* _DO THIS_
Please copy word for word the part of the listing below that opens with the line containing "the white cloud" and closes with the line containing "point(109, 119)", including both of those lines and nothing else.

- - - -

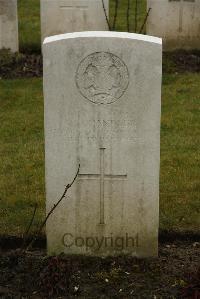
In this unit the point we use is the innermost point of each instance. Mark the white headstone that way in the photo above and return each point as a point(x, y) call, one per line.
point(102, 109)
point(9, 25)
point(63, 16)
point(176, 21)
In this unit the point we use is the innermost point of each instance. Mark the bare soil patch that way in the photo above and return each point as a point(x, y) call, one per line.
point(30, 65)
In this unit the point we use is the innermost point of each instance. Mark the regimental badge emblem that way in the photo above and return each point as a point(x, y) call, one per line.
point(102, 78)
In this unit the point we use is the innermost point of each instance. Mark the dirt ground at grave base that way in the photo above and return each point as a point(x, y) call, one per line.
point(174, 274)
point(30, 65)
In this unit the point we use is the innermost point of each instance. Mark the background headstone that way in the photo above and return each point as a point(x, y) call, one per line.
point(9, 25)
point(176, 21)
point(102, 109)
point(63, 16)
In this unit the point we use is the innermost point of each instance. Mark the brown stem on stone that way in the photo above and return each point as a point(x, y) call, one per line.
point(115, 14)
point(145, 20)
point(128, 16)
point(52, 210)
point(106, 16)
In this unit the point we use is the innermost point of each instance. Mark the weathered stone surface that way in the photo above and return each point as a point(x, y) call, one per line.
point(9, 25)
point(176, 21)
point(102, 109)
point(63, 16)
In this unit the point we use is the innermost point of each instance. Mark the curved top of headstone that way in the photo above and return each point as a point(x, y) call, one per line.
point(110, 34)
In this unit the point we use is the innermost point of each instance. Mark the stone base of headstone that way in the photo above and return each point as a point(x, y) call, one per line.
point(102, 110)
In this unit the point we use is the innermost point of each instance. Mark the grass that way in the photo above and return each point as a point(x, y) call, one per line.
point(29, 21)
point(22, 153)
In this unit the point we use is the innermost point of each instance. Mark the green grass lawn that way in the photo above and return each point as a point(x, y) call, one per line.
point(22, 153)
point(29, 21)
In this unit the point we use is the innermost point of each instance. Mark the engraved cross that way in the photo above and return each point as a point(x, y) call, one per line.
point(102, 177)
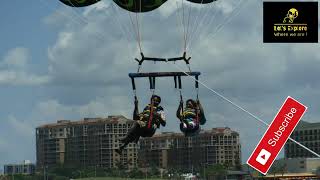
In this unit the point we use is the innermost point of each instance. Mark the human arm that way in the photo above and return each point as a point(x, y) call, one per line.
point(178, 114)
point(160, 116)
point(201, 113)
point(136, 109)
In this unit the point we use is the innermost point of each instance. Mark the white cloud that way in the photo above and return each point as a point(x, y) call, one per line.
point(90, 59)
point(16, 58)
point(14, 69)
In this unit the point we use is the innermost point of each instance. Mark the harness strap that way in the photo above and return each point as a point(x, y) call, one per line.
point(151, 115)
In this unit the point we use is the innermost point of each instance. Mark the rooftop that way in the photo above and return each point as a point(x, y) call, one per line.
point(218, 130)
point(109, 119)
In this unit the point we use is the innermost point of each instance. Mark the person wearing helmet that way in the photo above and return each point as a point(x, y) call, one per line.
point(146, 122)
point(191, 117)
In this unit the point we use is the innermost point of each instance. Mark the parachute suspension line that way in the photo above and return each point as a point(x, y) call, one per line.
point(134, 88)
point(188, 28)
point(197, 86)
point(134, 26)
point(138, 29)
point(195, 23)
point(242, 109)
point(179, 19)
point(235, 12)
point(184, 27)
point(123, 28)
point(201, 23)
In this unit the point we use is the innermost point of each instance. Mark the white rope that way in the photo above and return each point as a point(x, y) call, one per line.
point(240, 108)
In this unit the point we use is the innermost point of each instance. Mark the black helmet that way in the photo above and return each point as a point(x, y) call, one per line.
point(156, 98)
point(193, 102)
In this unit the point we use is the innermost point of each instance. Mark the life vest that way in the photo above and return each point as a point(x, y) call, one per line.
point(147, 117)
point(190, 114)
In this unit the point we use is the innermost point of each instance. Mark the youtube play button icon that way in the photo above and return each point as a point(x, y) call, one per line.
point(263, 156)
point(276, 135)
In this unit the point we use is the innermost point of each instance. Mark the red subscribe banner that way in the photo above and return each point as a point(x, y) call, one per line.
point(276, 135)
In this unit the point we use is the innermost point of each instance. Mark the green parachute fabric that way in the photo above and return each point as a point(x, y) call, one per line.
point(201, 1)
point(139, 5)
point(79, 3)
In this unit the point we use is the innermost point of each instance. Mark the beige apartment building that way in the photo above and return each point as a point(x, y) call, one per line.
point(88, 142)
point(307, 134)
point(174, 151)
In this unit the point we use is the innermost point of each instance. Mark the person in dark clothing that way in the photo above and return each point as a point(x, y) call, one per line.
point(191, 117)
point(146, 122)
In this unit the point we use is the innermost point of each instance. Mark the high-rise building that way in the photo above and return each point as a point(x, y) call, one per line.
point(24, 168)
point(89, 142)
point(307, 134)
point(174, 151)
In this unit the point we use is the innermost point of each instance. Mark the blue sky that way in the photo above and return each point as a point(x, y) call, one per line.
point(62, 63)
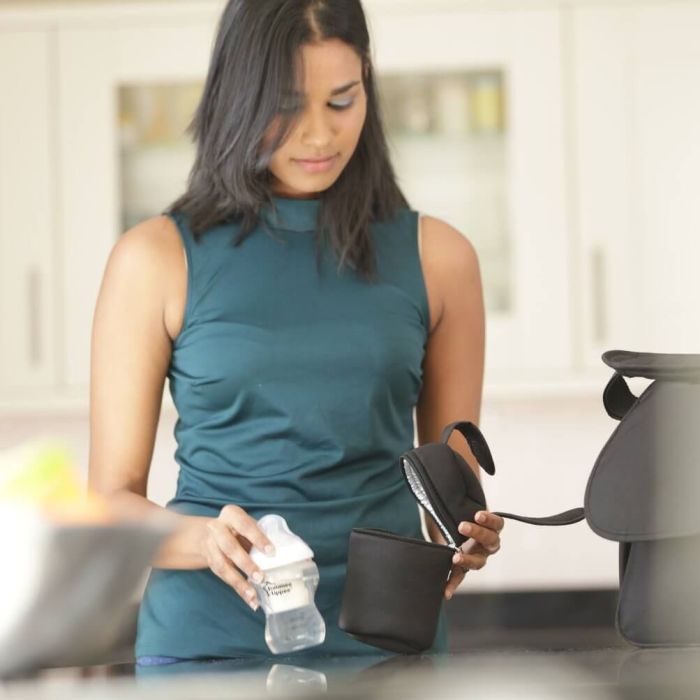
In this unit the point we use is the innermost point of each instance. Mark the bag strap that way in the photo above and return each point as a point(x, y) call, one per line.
point(476, 441)
point(568, 517)
point(480, 449)
point(617, 397)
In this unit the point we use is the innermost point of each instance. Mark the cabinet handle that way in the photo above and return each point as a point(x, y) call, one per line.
point(600, 321)
point(34, 327)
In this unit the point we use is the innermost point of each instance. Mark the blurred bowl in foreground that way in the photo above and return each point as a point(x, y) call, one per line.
point(67, 586)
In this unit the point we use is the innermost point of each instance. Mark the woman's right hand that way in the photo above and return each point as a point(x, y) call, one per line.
point(227, 545)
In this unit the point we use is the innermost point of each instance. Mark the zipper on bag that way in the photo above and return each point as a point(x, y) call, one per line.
point(420, 485)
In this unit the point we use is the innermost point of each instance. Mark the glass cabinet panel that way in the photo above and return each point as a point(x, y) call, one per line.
point(448, 137)
point(155, 152)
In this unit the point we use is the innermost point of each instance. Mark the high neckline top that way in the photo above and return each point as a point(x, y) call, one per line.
point(291, 214)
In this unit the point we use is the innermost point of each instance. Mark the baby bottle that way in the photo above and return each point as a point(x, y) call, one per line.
point(287, 593)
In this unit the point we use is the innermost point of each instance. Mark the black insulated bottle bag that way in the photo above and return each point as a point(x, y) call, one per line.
point(643, 493)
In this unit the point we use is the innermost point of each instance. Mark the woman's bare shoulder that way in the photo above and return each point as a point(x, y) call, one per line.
point(152, 250)
point(449, 261)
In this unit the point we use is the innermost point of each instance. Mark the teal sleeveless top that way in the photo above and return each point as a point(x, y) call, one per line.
point(295, 395)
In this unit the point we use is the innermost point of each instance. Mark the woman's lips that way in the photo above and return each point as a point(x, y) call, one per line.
point(317, 166)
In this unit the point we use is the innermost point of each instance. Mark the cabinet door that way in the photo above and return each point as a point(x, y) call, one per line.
point(27, 294)
point(508, 184)
point(637, 107)
point(94, 65)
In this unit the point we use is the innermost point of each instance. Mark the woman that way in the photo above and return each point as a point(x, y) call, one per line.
point(295, 382)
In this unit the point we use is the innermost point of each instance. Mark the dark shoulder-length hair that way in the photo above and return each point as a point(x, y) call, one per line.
point(254, 65)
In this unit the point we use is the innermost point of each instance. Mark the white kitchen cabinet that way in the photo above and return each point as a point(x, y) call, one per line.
point(95, 62)
point(530, 335)
point(28, 238)
point(636, 99)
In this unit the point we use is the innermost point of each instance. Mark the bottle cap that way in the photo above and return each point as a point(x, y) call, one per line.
point(289, 548)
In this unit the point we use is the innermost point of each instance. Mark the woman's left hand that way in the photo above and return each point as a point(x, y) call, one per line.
point(484, 541)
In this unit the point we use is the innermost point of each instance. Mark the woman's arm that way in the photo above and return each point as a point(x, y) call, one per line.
point(130, 354)
point(453, 367)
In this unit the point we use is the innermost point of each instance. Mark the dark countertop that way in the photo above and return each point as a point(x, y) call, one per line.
point(612, 672)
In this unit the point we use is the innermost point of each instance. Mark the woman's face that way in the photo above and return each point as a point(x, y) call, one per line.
point(328, 124)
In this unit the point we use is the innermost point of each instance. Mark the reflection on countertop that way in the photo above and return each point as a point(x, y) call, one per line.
point(598, 673)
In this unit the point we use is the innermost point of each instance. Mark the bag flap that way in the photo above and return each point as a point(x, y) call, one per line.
point(445, 485)
point(654, 365)
point(645, 483)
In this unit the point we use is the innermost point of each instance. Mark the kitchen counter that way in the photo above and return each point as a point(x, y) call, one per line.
point(603, 673)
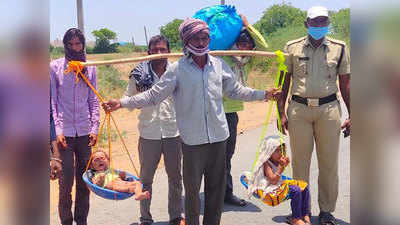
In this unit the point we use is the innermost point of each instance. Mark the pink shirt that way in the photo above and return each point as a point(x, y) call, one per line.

- - - -

* _TASK RESPONSE_
In this unit the point we use is the innermost point of each instance. Mark the white cloud that way in the photo above and return each point as a point(x, y) call, one per line.
point(90, 59)
point(16, 58)
point(14, 69)
In this unit the point we use is the innermost point of each instance. Mark the harness strap that way in the photo above and return each point as a point(x, y) call, one per line.
point(151, 115)
In this unit the point we use is the innermost point of each instance. Mark the rooftop that way in the photo above and return each point as a point(x, y) call, one per line.
point(218, 130)
point(109, 119)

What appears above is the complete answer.